**TEXT FOR ANALYSIS**
□ □ □

February 22, 2002 | Page 2

"A LIVING hell." That's how Bruce Godschalk described the last 15 years of his life--years spent wrongfully imprisoned in Montgomery County, Pa.--when he finally walked free on February 14.

In 1987, Godschalk was convicted and sentenced to 10 to 20 years for two rapes. One victim was unable to identify him, and a second picked him out from a mug shot six months after the crime was committed.

A jury took just three hours to convict Godschalk, based mainly on a "confession" that police forced out of him after hours of interrogation without a lawyer present. Godschalk retracted the confession immediately afterward, but the court allowed his statement to be used to convict him.

"That was [the detective's] confession, not mine," Godschalk told reporters. "I was tricked. I was intimidated. He forced me to confess to it because he needed a confession for a conviction."

When advances in DNA analysis gave him hope that his name could be cleared, Godschalk begged again and again for testing. But for more than seven years, the Montgomery County District Attorney's office fought the requests. The tests weren't ordered until 1997.

It was only when Godschalk contacted the Innocence Project in 1997 that lawyers finally were able to get the tests ordered. The results showed that Godschalk wasn't the rapist.

But District Attorney Bruce Castor still refused to release him--and ordered a second lab to redo the tests. When results from the second lab confirmed that Godschalk couldn't possibly have committed the rapes, Castor was finally forced to allow him to be set free.

But not before taking a callous parting shot. "I am not convinced that Bruce Godschalk was innocent," Castor told reporters. "What I am convinced of is that he cannot be proven innocent beyond a reasonable doubt. And in this business, a tie goes to the defendant."

"This business" stole 15 years of Bruce Godschalk's life. While in prison, both of his parents and his sister died, and he lost touch with his former girlfriend. The satisfaction of seeing him proven innocent won't ever make up for the life that Godschalk lost.

□ □ □

**DATA FOR ANALYSIS**

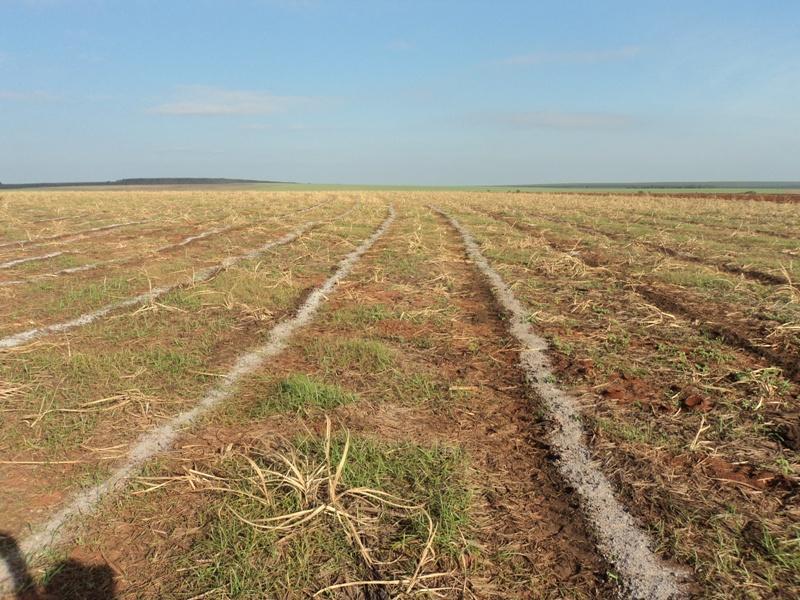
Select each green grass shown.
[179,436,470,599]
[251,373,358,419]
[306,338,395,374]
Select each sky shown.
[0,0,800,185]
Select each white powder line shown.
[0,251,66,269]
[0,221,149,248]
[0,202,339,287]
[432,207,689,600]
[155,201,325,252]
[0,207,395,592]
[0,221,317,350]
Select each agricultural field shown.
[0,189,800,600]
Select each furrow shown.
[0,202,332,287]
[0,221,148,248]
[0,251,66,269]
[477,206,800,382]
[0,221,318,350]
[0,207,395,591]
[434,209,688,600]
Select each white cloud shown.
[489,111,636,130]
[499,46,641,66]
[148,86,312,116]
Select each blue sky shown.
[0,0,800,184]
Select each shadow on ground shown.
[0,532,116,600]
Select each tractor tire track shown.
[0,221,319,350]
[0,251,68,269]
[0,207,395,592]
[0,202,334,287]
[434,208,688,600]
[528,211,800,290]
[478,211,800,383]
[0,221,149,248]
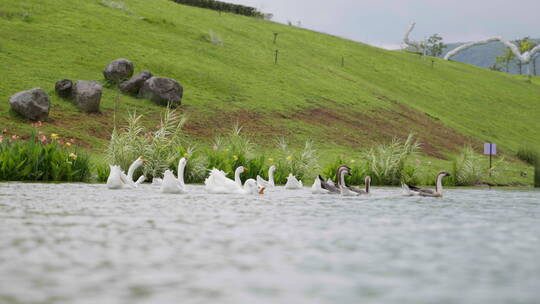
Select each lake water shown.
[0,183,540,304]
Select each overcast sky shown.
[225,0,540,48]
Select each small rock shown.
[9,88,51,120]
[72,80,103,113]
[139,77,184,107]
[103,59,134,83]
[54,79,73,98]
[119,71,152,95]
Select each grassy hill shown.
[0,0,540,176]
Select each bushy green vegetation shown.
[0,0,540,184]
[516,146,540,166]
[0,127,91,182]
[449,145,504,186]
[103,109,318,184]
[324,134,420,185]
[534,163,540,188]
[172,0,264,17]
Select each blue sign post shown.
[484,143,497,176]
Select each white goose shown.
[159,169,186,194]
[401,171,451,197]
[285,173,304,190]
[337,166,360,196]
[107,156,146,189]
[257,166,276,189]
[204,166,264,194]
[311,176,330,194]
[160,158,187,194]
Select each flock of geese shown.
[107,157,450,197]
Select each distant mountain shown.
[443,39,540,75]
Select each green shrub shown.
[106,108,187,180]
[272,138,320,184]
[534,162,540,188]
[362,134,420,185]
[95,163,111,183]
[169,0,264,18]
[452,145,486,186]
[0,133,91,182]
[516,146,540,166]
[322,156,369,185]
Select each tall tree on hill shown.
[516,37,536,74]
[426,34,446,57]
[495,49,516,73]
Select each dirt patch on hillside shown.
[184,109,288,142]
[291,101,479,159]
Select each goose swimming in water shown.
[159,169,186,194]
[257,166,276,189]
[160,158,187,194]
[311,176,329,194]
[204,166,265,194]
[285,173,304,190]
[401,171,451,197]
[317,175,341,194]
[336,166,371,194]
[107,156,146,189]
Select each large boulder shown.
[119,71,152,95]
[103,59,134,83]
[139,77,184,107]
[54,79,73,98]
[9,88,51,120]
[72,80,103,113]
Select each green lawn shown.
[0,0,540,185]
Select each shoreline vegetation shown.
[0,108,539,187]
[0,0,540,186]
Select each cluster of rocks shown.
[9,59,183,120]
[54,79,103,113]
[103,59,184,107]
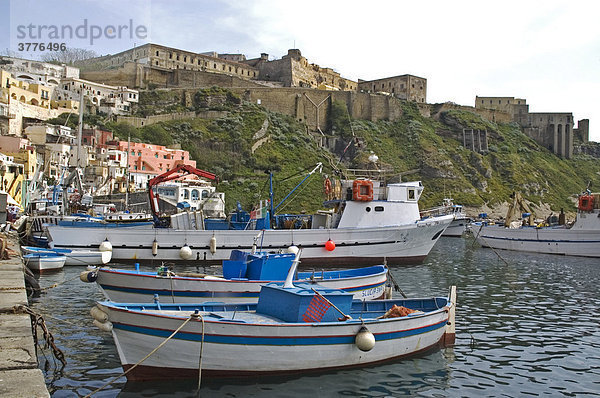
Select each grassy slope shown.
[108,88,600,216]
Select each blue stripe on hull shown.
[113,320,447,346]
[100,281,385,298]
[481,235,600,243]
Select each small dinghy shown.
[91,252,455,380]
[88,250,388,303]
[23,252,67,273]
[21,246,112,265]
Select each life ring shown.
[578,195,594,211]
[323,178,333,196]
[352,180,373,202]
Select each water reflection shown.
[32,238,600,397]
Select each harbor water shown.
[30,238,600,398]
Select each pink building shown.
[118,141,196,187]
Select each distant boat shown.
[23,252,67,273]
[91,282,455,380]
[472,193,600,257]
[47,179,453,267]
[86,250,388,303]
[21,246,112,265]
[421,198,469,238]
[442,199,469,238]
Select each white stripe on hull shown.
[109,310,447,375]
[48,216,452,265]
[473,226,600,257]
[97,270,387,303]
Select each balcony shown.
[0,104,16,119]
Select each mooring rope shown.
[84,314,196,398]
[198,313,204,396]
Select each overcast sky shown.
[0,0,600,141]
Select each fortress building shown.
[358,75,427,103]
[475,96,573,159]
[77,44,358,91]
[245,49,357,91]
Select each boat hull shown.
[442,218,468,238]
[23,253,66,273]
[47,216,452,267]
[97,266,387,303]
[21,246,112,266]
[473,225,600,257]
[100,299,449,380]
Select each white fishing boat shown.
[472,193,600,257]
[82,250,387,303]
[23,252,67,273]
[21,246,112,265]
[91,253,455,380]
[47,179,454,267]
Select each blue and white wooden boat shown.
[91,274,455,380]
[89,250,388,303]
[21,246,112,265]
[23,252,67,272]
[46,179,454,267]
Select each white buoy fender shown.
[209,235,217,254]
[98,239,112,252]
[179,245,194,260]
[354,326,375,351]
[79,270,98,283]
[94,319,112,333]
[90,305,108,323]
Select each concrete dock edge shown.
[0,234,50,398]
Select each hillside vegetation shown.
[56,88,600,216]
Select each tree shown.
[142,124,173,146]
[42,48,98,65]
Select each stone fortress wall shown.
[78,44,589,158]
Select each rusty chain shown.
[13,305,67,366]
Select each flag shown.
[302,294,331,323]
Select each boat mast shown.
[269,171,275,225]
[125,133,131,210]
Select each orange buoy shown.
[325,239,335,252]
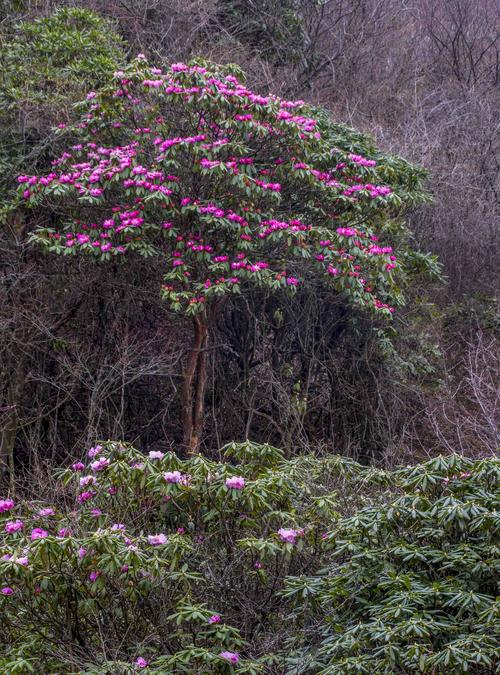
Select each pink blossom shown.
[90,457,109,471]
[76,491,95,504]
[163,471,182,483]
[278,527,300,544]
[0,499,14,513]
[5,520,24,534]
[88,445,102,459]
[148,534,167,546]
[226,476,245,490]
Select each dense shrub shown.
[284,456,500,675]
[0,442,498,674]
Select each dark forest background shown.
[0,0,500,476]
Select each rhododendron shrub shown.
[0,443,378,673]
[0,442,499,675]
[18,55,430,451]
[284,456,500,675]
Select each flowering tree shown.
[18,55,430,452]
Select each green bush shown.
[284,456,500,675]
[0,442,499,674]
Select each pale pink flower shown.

□ □ □

**WHAT TO DO**
1. Answer these questions from the article on Bruce Godschalk's release:
(a) What sentence was Godschalk given when he was convicted in 1987?
(b) How long did the jury take to convict him?
(c) Which members of his family died while he was in prison?
2. Reproduce the part of the article on Bruce Godschalk's release that begins at the words "When advances in" and stops after "be set free.".

**RESPONSES TO THE TASKS**
1.
(a) 10 to 20 years
(b) Three hours
(c) Both of his parents and his sister

2.
When advances in DNA analysis gave him hope that his name could be cleared, Godschalk begged again and again for testing. But for more than seven years, the Montgomery County District Attorney's office fought the requests. The tests weren't ordered until 1997.

It was only when Godschalk contacted the Innocence Project in 1997 that lawyers finally were able to get the tests ordered. The results showed that Godschalk wasn't the rapist.

But District Attorney Bruce Castor still refused to release him--and ordered a second lab to redo the tests. When results from the second lab confirmed that Godschalk couldn't possibly have committed the rapes, Castor was finally forced to allow him to be set free.